◆ The problem: If a line in the records below contains "distant", copy that line.

--- Records provided ---

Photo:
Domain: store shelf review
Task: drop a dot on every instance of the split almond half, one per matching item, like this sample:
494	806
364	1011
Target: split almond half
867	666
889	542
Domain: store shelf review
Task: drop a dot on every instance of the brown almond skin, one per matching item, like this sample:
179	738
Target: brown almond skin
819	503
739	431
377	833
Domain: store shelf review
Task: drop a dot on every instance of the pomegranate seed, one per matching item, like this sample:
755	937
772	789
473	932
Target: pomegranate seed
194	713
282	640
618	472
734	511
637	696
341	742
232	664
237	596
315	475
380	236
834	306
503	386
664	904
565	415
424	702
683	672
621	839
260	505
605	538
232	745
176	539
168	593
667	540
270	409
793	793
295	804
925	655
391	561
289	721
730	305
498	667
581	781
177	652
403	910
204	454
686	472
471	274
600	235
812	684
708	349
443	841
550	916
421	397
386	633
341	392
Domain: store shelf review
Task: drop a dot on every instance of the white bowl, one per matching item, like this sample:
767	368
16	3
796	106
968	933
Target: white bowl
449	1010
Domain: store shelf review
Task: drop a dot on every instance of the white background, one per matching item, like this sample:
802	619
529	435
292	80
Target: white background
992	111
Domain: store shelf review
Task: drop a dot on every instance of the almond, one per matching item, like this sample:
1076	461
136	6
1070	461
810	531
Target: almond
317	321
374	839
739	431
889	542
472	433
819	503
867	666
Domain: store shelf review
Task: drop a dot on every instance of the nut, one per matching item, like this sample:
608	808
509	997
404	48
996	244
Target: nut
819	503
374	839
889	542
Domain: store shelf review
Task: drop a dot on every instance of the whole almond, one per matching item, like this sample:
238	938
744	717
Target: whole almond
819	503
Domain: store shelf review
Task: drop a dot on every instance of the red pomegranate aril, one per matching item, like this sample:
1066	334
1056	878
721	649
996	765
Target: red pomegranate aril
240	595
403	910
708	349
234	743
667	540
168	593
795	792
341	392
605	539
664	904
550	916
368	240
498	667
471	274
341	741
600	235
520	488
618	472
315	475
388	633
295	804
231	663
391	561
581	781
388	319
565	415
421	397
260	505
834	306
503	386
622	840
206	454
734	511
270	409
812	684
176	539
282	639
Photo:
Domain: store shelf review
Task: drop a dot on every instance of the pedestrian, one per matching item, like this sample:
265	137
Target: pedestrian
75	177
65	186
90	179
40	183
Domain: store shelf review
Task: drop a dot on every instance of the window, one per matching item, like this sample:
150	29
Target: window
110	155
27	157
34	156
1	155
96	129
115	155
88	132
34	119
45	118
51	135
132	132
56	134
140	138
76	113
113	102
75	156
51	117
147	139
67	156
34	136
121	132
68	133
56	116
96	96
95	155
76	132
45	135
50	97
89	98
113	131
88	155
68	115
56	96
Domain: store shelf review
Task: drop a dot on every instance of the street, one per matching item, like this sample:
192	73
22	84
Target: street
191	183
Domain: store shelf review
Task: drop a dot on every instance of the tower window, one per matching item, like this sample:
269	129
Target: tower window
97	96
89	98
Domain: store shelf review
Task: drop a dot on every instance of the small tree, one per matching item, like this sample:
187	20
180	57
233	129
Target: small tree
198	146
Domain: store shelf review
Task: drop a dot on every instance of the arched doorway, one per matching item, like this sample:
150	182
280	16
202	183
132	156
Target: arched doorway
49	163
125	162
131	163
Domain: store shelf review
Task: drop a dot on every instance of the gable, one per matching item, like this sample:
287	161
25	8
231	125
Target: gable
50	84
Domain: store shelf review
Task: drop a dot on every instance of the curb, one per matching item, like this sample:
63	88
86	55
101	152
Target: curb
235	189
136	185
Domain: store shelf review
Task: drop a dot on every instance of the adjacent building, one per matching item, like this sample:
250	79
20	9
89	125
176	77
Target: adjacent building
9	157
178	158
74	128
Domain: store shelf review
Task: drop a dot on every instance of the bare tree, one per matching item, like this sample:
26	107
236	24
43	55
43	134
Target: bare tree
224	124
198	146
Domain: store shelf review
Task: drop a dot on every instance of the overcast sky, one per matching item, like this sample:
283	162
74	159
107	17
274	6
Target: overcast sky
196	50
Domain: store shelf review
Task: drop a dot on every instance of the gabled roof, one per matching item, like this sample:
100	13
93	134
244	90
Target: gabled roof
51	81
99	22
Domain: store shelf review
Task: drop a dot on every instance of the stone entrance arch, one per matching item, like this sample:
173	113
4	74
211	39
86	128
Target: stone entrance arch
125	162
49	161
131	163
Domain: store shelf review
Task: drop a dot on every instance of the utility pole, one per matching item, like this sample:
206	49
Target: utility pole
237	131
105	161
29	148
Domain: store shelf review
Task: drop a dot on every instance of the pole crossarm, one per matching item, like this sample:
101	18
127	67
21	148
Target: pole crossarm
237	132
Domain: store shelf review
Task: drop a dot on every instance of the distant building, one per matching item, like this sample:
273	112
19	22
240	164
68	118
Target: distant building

---

◆ Response area:
Task: drop a dot on every instance of the distant building, one per matching item, like this sample:
Target: distant building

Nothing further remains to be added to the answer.